● **Task requirements**
In your answer, reproduce exactly the lines from the beginning of the listing below through the one containing "negative clicks: (712, 106) (652, 128)", and only those lines.

● **Information shown**
━━━

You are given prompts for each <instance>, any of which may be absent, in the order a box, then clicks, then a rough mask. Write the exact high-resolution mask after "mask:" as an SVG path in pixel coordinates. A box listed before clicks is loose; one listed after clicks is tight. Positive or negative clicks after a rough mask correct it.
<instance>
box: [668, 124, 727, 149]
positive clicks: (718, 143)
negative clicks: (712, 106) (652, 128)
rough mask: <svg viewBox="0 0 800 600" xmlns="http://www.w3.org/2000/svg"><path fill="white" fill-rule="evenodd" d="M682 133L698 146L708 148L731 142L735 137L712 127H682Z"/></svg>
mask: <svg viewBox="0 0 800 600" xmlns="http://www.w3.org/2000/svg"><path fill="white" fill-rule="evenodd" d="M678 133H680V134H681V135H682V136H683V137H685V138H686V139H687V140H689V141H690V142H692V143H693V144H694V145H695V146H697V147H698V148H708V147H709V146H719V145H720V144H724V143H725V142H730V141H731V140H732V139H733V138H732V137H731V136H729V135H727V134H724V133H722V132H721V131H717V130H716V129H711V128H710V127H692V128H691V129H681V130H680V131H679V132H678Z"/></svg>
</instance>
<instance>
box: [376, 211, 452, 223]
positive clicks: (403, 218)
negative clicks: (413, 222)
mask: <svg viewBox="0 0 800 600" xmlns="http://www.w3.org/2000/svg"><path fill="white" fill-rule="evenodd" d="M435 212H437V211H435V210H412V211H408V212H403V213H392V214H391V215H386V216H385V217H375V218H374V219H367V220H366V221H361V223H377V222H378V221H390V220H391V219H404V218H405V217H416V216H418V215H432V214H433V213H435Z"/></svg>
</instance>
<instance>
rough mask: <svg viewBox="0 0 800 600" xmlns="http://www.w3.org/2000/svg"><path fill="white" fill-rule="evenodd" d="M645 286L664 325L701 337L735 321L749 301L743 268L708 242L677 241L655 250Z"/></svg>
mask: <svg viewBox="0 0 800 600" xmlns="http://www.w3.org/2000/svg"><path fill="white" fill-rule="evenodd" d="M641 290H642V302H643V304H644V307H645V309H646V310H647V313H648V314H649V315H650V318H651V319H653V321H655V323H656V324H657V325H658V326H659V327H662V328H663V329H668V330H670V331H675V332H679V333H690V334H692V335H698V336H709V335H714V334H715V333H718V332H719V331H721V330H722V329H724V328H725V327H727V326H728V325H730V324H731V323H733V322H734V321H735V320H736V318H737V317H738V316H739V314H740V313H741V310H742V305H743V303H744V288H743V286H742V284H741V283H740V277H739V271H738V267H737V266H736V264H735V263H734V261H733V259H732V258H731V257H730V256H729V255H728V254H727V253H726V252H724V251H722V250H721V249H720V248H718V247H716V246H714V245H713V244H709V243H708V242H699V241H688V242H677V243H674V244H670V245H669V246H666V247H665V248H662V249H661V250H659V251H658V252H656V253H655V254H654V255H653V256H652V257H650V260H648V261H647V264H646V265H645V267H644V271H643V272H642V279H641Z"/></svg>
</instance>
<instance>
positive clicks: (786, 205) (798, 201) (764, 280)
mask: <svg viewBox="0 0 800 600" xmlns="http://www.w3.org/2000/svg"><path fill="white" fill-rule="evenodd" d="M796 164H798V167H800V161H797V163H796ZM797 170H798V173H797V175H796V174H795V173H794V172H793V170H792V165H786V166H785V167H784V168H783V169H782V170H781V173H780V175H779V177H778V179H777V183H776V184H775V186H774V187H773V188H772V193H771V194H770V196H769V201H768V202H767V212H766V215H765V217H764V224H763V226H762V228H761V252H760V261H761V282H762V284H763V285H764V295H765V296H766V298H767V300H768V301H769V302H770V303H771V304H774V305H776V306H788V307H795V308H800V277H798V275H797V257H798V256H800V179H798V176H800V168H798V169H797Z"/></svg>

━━━

● **Your response**
You are given prompts for each <instance>, any of which may be absent, in the order a box, then clicks, then a rough mask. Write the exact high-resolution mask after "mask:" as an SVG path in pixel coordinates. A box listed before clicks is loose; one listed after clicks is tight. Positive or negative clicks after a rough mask correct it.
<instance>
box: [668, 124, 727, 149]
positive clicks: (718, 143)
negative clicks: (712, 106) (652, 128)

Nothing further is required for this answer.